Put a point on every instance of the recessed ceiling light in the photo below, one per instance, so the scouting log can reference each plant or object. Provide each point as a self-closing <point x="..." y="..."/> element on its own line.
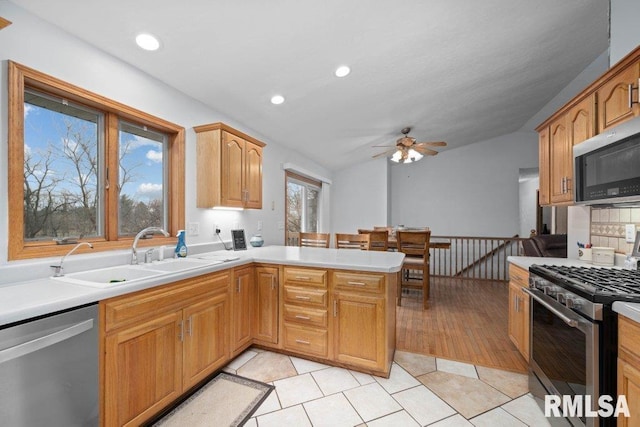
<point x="277" y="99"/>
<point x="147" y="42"/>
<point x="343" y="71"/>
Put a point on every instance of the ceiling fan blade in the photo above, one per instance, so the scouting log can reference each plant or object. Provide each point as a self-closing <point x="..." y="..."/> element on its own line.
<point x="431" y="144"/>
<point x="425" y="150"/>
<point x="384" y="153"/>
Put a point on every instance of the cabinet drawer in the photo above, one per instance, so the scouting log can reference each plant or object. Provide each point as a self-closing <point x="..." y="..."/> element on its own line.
<point x="519" y="276"/>
<point x="358" y="282"/>
<point x="305" y="316"/>
<point x="306" y="340"/>
<point x="305" y="276"/>
<point x="306" y="296"/>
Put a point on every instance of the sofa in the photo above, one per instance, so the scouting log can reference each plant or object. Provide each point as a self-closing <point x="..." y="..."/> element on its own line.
<point x="546" y="245"/>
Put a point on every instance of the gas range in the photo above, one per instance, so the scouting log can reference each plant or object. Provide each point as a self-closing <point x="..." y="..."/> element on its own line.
<point x="597" y="284"/>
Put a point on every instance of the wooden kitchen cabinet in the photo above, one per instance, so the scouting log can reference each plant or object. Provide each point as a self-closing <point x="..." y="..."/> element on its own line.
<point x="160" y="342"/>
<point x="544" y="166"/>
<point x="614" y="106"/>
<point x="305" y="305"/>
<point x="241" y="309"/>
<point x="561" y="157"/>
<point x="229" y="168"/>
<point x="629" y="369"/>
<point x="362" y="312"/>
<point x="266" y="304"/>
<point x="519" y="310"/>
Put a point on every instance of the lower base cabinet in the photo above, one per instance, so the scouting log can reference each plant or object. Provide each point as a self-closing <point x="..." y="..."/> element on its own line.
<point x="629" y="369"/>
<point x="159" y="343"/>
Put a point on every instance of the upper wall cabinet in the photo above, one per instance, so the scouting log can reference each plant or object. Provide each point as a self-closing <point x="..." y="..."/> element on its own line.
<point x="616" y="100"/>
<point x="609" y="101"/>
<point x="229" y="165"/>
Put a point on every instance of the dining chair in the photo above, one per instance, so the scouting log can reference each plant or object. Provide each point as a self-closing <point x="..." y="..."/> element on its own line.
<point x="415" y="246"/>
<point x="352" y="241"/>
<point x="314" y="240"/>
<point x="378" y="239"/>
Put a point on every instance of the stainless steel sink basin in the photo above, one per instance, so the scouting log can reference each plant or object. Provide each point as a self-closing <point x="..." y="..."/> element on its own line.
<point x="110" y="276"/>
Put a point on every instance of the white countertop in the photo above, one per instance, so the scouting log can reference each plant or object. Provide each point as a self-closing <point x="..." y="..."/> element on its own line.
<point x="22" y="300"/>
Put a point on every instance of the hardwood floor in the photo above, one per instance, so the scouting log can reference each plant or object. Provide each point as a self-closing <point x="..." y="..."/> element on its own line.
<point x="466" y="321"/>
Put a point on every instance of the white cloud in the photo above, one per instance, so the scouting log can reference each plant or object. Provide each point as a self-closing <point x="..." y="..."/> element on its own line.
<point x="154" y="156"/>
<point x="147" y="187"/>
<point x="27" y="109"/>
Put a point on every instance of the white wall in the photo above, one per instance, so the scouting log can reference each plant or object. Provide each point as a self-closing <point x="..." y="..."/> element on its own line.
<point x="360" y="196"/>
<point x="468" y="191"/>
<point x="624" y="33"/>
<point x="39" y="45"/>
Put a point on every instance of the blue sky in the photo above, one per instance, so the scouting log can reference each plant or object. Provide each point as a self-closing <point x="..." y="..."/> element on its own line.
<point x="44" y="128"/>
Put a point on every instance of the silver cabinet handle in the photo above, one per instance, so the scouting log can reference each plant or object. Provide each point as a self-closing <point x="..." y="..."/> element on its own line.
<point x="356" y="283"/>
<point x="181" y="330"/>
<point x="45" y="341"/>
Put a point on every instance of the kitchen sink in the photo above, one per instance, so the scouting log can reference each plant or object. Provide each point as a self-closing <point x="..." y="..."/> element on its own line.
<point x="179" y="264"/>
<point x="110" y="276"/>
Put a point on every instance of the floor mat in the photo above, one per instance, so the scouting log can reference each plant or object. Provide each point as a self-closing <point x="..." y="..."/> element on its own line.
<point x="226" y="400"/>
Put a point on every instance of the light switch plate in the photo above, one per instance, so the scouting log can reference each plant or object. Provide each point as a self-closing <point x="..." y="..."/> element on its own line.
<point x="193" y="228"/>
<point x="630" y="233"/>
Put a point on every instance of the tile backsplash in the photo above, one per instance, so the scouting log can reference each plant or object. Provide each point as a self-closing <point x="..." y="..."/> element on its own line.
<point x="608" y="227"/>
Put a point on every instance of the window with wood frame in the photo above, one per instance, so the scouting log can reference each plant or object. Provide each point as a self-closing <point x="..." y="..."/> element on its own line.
<point x="82" y="166"/>
<point x="302" y="208"/>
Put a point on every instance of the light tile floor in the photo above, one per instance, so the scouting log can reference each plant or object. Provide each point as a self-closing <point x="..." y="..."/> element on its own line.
<point x="421" y="391"/>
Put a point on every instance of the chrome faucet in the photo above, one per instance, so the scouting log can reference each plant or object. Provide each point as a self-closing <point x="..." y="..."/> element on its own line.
<point x="143" y="234"/>
<point x="57" y="272"/>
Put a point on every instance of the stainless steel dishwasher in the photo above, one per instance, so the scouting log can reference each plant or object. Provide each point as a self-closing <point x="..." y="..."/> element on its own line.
<point x="49" y="370"/>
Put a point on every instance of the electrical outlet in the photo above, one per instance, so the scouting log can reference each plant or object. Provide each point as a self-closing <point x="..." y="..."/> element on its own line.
<point x="193" y="228"/>
<point x="630" y="233"/>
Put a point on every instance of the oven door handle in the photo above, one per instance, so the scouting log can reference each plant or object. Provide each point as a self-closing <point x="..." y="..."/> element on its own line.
<point x="571" y="322"/>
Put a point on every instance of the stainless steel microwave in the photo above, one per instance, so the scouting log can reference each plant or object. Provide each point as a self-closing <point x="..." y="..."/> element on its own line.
<point x="607" y="166"/>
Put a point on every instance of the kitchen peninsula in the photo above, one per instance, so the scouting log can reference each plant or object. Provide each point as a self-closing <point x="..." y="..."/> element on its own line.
<point x="335" y="306"/>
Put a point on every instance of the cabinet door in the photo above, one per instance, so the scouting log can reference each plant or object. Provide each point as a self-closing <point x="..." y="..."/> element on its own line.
<point x="253" y="176"/>
<point x="241" y="292"/>
<point x="544" y="166"/>
<point x="265" y="318"/>
<point x="629" y="386"/>
<point x="143" y="369"/>
<point x="232" y="170"/>
<point x="561" y="159"/>
<point x="206" y="341"/>
<point x="581" y="121"/>
<point x="613" y="99"/>
<point x="359" y="334"/>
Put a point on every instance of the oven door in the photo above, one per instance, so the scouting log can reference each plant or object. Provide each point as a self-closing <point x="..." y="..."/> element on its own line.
<point x="564" y="353"/>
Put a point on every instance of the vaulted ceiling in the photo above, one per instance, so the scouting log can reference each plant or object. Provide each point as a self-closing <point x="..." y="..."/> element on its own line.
<point x="454" y="70"/>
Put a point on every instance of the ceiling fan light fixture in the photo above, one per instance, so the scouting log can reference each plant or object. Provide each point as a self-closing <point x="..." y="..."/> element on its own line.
<point x="277" y="99"/>
<point x="342" y="71"/>
<point x="147" y="41"/>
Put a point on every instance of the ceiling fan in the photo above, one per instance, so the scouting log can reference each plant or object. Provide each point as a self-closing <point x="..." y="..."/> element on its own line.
<point x="407" y="150"/>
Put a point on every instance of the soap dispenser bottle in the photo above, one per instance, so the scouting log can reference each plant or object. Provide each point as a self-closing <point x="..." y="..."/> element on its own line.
<point x="181" y="247"/>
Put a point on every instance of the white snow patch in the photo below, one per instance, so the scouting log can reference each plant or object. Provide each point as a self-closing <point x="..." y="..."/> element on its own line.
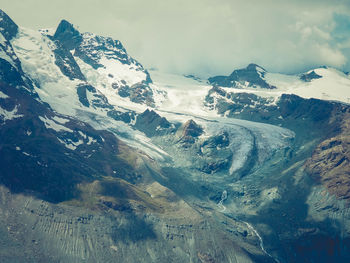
<point x="3" y="95"/>
<point x="68" y="143"/>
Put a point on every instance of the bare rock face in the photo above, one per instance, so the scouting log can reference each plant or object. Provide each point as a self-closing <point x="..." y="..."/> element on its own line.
<point x="190" y="131"/>
<point x="251" y="76"/>
<point x="330" y="162"/>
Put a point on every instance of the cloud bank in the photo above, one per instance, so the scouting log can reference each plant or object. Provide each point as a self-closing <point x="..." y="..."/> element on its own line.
<point x="208" y="37"/>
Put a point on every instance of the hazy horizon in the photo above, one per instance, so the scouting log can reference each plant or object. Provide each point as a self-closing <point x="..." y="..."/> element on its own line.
<point x="205" y="37"/>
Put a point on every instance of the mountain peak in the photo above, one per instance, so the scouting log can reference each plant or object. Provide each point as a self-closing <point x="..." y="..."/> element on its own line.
<point x="68" y="35"/>
<point x="8" y="28"/>
<point x="255" y="67"/>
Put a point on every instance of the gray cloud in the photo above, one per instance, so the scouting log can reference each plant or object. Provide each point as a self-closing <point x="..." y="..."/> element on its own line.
<point x="208" y="37"/>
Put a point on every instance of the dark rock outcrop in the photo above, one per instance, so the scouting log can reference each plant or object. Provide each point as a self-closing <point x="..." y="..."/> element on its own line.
<point x="8" y="28"/>
<point x="307" y="77"/>
<point x="152" y="124"/>
<point x="253" y="75"/>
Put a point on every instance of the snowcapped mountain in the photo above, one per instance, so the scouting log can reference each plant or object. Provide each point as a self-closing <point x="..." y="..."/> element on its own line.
<point x="101" y="159"/>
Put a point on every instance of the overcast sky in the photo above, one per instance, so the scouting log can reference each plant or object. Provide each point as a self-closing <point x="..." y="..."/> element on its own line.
<point x="207" y="37"/>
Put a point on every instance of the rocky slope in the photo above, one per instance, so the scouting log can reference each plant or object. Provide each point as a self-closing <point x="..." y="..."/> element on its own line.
<point x="102" y="164"/>
<point x="72" y="193"/>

....................

Given instruction:
Return the line that contains "Put a point on every instance of the gray" along with every line after it through the end of the entries, exactly, adding nothing.

Full solution:
Put a point on every instance of the gray cloud in the photo above, one per instance, so the scouting log can reference each plant or object. Provide each point as a self-closing <point x="..." y="..."/> element on its own line.
<point x="208" y="37"/>
Put a point on every instance of the dark rock outcrop in the photo above, one per instance, so the scouting log can reference each plant or object. Provide each point as a self-closing <point x="..." y="..."/> element on its own line.
<point x="8" y="28"/>
<point x="307" y="77"/>
<point x="152" y="124"/>
<point x="253" y="75"/>
Put a point on every instance of the snowcapped mountain in the photo above, one per instance, so the scouting log can reference each plant or object. Provide each point as a self-closing <point x="..." y="..."/> element on its own line.
<point x="101" y="159"/>
Put a point on every instance of the overcast sky in the photo above, one per instance, so the scouting log can reference each plant or object. Provide each point as a self-closing <point x="..." y="..."/> element on its own line.
<point x="207" y="37"/>
Put a point on every instance of the rocky slope in the photo above, one per instance, so the scouting log can reference each plant or object. Provide each point as a self-closing <point x="..." y="..."/> element on its own line.
<point x="102" y="164"/>
<point x="72" y="193"/>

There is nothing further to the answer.